▶ [Texto exibido]
※ ※ ※

Até hoje isso é uma grande dor de cabeça na hora de redigir um trabalho acadêmico, mas capitulei e decidi assumir essa falha de caráter como marca pessoal. “Pra quê coesão?” foi como começou, e acabou levando a um exagero de “ligo pouco pra coerência, também”. A partir daí, foi um adeus pro que de regra de concordância e coerência e todo o resto que aprendemos, e cá estamos.
E o que isso tem a ver com qualquer coisa? Bom, como dito no início, esse post é apenas uma digressão epistemológica com fundamento da ciência política racional-positivista típica do iluminismo pré-colonial, o que significa que a intenção é quase que uma justificativa sobre mim mesmo. Chego a achar que as frases aparentemente desconexas (na verdade, bastante desconexas) guardam entre si uma espécie de coesão externa: cada frase, cada linha, cada parágrafo, é um trecho de mim, e daqui uns anos quando (se) alguém ler tudo o que eu escrevi, vai reconstruir como um fac-símile desses tempos da minha vida.

※ ※ ※

▶ [Instruções e requisitos] Estenda o texto sobre escrever sem coesão, começando logo depois da última frase apresentada. Os registros não têm nenhum papel nesta tarefa.

▶ [Dados armazenados]
※ ※ ※

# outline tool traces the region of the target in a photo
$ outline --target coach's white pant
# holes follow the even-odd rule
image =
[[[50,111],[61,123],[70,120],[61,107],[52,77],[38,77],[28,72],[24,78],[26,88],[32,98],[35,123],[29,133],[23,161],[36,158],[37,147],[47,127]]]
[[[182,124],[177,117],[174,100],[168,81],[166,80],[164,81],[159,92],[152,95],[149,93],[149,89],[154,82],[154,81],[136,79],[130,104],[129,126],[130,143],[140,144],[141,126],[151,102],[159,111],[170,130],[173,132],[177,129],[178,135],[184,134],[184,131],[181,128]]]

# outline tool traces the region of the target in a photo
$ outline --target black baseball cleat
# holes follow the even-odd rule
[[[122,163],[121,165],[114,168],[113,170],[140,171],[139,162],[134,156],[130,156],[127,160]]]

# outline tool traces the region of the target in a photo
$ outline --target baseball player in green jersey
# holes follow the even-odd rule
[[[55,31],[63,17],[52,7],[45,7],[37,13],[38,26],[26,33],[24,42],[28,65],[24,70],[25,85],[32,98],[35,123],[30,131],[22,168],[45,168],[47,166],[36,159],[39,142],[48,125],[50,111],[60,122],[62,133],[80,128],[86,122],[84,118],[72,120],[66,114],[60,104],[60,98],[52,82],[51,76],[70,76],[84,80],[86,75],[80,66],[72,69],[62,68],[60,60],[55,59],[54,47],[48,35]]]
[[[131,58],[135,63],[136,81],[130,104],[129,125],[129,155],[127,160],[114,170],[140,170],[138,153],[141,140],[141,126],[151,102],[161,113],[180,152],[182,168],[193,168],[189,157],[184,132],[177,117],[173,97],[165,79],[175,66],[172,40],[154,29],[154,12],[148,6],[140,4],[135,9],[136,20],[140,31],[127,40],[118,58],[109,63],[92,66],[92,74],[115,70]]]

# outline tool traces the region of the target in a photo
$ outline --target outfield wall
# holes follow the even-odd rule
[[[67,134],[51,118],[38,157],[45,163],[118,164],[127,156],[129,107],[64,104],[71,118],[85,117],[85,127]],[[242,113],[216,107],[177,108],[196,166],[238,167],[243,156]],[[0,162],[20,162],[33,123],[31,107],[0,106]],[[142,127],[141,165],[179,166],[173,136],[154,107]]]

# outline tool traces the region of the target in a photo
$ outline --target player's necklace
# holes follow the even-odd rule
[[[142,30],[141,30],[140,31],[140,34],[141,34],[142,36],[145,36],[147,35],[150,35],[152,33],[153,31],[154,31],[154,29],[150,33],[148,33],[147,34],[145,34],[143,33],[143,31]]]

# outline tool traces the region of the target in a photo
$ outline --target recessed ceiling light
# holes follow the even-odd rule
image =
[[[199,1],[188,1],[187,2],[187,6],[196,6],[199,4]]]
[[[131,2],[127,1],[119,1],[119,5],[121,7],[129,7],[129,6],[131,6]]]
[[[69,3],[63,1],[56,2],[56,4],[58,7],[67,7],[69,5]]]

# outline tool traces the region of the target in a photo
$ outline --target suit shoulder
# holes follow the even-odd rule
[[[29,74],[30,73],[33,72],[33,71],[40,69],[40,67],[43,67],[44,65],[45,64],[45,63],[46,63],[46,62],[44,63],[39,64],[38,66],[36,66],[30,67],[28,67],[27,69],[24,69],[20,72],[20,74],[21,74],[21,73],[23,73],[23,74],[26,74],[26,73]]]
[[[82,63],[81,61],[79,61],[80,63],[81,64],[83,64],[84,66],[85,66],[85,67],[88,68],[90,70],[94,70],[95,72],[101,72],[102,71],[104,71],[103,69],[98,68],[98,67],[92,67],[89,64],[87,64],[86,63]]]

※ ※ ※

▶ [Problema resolvido]
Mas não é só isso. É, também, uma tentativa de organizar minhas ideias enquanto me explico para mim e para nós. É uma tentativa de explicar que cada palavra e cada vírgula e cada ponto-e-vírgula são colocados com o cuidado que só um coração que ignora a cabeça sabe fazer. É uma tentativa de justificar o que parece errado porque tem amor (amor, pois é, era sobre o que eu queria falar…).
Acho que, no final, é também uma tentativa de manifesto do eu mesmo. Uma nova modernidade! Um novo gênero literário exclusivo e revolucionário! Um novo ego que não tem bom senso que controle!
É, é isso. Um manifesto. Panfletário. Que me convoca pra sonhar mais livre, pra gravar o sonho no papel, e pra convidar quem mais quiser sonhar comigo.
Em seguida, retornaremos à nossa programação diária.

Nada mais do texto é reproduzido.